[[ SUPPLIED MATERIAL open ]]
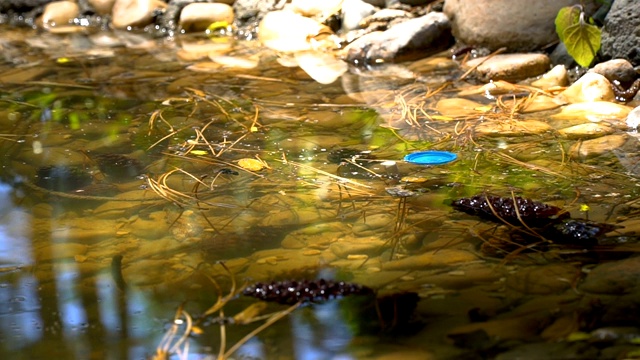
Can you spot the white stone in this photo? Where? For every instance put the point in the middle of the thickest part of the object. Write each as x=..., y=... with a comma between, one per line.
x=557, y=76
x=590, y=87
x=353, y=12
x=310, y=8
x=198, y=16
x=633, y=119
x=323, y=67
x=128, y=13
x=519, y=25
x=102, y=7
x=59, y=13
x=287, y=31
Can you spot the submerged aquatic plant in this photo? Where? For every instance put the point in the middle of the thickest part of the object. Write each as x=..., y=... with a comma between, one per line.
x=513, y=210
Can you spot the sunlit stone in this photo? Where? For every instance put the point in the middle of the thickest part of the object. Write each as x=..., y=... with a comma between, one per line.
x=321, y=66
x=557, y=76
x=590, y=87
x=127, y=13
x=457, y=107
x=287, y=31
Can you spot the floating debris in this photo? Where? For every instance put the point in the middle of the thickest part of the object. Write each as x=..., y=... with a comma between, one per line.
x=431, y=157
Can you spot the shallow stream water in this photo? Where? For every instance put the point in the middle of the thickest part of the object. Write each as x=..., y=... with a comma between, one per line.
x=131, y=168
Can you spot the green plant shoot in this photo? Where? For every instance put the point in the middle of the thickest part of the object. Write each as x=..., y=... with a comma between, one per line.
x=581, y=38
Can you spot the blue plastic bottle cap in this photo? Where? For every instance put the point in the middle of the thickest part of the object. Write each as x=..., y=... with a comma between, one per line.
x=430, y=157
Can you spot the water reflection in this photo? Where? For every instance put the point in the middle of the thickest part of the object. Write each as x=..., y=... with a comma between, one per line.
x=319, y=332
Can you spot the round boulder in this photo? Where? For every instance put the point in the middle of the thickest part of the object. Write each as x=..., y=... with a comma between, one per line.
x=518, y=25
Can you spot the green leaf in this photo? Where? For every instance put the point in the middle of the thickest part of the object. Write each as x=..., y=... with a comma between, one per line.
x=583, y=42
x=567, y=16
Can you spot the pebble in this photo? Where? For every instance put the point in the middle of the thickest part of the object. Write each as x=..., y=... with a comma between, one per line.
x=557, y=76
x=513, y=24
x=102, y=7
x=353, y=12
x=59, y=13
x=633, y=119
x=410, y=40
x=287, y=31
x=129, y=13
x=198, y=16
x=457, y=107
x=616, y=70
x=510, y=67
x=590, y=87
x=323, y=67
x=311, y=8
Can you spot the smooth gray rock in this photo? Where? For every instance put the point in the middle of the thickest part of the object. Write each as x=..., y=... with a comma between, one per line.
x=413, y=39
x=617, y=70
x=621, y=31
x=518, y=25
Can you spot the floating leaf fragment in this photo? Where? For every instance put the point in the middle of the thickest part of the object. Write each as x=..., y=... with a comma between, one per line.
x=251, y=164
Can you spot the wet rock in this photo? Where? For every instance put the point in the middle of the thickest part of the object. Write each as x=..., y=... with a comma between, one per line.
x=596, y=147
x=515, y=327
x=557, y=76
x=620, y=37
x=512, y=128
x=619, y=70
x=252, y=11
x=510, y=67
x=128, y=13
x=590, y=87
x=198, y=16
x=322, y=67
x=517, y=25
x=456, y=107
x=59, y=13
x=353, y=12
x=633, y=119
x=287, y=31
x=102, y=7
x=312, y=8
x=413, y=39
x=586, y=131
x=620, y=277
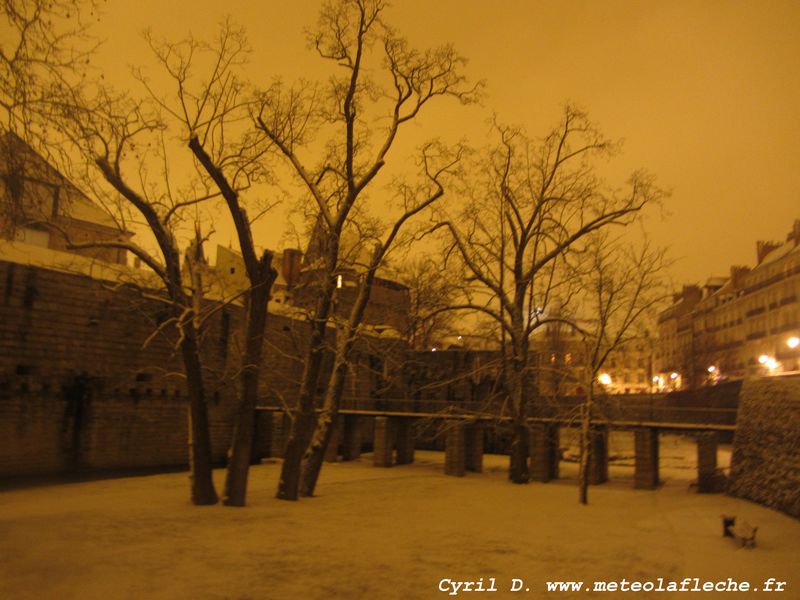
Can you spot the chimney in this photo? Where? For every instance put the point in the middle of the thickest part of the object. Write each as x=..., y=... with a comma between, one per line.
x=737, y=276
x=763, y=248
x=292, y=259
x=691, y=294
x=794, y=234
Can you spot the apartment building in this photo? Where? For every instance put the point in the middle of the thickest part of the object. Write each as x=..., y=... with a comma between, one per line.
x=743, y=325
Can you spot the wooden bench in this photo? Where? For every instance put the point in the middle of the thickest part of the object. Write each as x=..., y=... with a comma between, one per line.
x=743, y=532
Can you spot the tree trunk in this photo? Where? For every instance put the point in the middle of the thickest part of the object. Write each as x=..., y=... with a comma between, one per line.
x=240, y=452
x=200, y=456
x=316, y=453
x=299, y=438
x=518, y=471
x=304, y=420
x=585, y=446
x=322, y=436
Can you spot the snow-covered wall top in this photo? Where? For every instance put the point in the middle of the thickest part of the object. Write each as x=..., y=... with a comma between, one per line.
x=765, y=466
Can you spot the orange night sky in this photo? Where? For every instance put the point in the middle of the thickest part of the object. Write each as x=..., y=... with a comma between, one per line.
x=704, y=92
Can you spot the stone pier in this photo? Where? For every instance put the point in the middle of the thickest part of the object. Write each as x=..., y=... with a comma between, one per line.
x=473, y=459
x=598, y=455
x=281, y=424
x=351, y=437
x=385, y=435
x=332, y=451
x=544, y=451
x=645, y=476
x=455, y=449
x=707, y=463
x=405, y=440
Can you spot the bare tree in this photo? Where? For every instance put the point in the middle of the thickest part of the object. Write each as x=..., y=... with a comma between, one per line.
x=527, y=208
x=623, y=287
x=212, y=110
x=352, y=123
x=113, y=133
x=414, y=201
x=432, y=293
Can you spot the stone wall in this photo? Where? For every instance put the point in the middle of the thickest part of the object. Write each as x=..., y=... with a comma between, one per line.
x=765, y=466
x=80, y=389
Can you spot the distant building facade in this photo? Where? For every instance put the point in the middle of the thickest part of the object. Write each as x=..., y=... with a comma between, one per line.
x=42, y=208
x=746, y=324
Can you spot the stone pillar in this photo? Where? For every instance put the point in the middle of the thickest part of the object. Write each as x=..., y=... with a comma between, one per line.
x=473, y=459
x=281, y=424
x=351, y=437
x=455, y=449
x=554, y=439
x=598, y=455
x=405, y=440
x=262, y=436
x=544, y=452
x=332, y=451
x=707, y=462
x=645, y=476
x=384, y=442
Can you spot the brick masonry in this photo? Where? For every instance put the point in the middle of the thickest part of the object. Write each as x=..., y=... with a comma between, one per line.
x=765, y=466
x=80, y=389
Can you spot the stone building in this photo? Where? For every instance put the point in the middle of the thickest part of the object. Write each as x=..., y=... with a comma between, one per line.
x=43, y=208
x=746, y=324
x=90, y=375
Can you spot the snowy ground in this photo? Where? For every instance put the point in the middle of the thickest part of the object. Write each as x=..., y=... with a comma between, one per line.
x=384, y=533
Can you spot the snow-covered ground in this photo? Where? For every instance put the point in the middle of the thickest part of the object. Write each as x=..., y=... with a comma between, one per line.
x=385, y=533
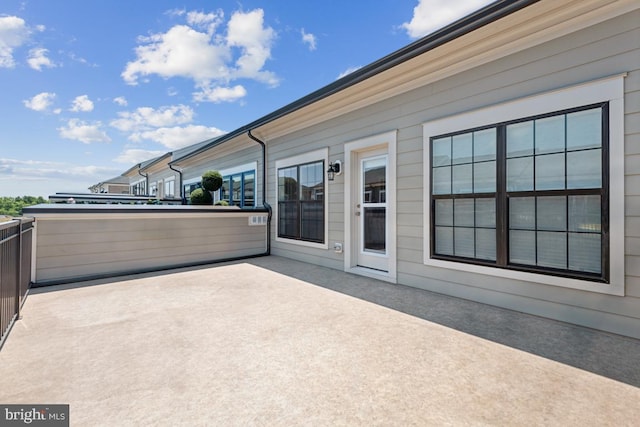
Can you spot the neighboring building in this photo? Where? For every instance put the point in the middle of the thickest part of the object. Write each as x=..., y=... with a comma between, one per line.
x=117, y=185
x=497, y=160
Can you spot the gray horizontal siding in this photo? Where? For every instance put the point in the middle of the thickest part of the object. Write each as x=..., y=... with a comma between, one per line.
x=71, y=248
x=606, y=49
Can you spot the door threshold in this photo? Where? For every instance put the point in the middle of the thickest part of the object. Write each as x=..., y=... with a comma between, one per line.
x=385, y=276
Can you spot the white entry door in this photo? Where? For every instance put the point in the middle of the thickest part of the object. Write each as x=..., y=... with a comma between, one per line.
x=371, y=210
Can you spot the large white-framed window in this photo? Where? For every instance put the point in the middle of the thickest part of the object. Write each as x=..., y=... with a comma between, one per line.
x=301, y=209
x=239, y=185
x=169, y=188
x=531, y=189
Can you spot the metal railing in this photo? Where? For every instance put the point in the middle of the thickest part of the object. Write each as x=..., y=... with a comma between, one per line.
x=15, y=270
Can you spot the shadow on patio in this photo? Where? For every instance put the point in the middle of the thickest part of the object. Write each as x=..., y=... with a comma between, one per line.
x=271, y=341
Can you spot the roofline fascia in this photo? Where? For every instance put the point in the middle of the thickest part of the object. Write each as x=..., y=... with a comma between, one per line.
x=156, y=161
x=484, y=16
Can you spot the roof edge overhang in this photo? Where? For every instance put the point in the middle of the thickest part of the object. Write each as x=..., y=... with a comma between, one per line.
x=465, y=25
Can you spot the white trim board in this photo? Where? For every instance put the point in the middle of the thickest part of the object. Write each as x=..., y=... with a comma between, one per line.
x=609, y=89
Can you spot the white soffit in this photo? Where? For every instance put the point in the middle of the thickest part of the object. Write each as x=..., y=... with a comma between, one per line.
x=528, y=27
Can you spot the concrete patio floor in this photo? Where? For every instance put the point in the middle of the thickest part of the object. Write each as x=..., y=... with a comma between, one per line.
x=270, y=341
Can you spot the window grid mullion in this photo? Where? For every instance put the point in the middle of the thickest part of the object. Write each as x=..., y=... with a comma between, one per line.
x=502, y=207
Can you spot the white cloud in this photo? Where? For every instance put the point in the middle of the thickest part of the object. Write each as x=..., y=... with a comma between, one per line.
x=212, y=58
x=38, y=59
x=220, y=94
x=84, y=132
x=309, y=39
x=13, y=34
x=145, y=118
x=43, y=178
x=247, y=32
x=136, y=155
x=348, y=71
x=180, y=52
x=178, y=137
x=205, y=21
x=40, y=102
x=430, y=15
x=82, y=103
x=121, y=101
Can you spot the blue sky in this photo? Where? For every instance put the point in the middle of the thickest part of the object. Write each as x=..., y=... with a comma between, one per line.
x=90, y=88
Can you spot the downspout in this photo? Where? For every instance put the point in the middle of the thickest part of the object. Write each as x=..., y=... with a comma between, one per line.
x=146, y=178
x=179, y=182
x=264, y=189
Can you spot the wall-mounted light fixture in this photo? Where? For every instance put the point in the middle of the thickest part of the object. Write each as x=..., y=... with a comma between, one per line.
x=335, y=168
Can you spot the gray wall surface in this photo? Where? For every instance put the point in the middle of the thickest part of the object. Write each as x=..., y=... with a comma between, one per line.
x=70, y=248
x=606, y=49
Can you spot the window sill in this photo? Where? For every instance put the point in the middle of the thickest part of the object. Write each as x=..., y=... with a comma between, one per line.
x=303, y=243
x=544, y=279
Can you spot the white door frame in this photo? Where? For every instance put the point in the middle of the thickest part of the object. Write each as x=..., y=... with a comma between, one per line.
x=351, y=167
[[ SUPPLIED MATERIAL closed ]]
* [AIM OF THE TASK]: Could you copy exactly the line containing "Can you spot the white door" and each line after it through the end of the records, and nothing else?

* [EXERCISE ANSWER]:
Can you spot the white door frame in this photo? Where? For every instance put the point in the middle of the thickest part of the object. Write each as x=..., y=... with a comma between, one per line.
x=351, y=167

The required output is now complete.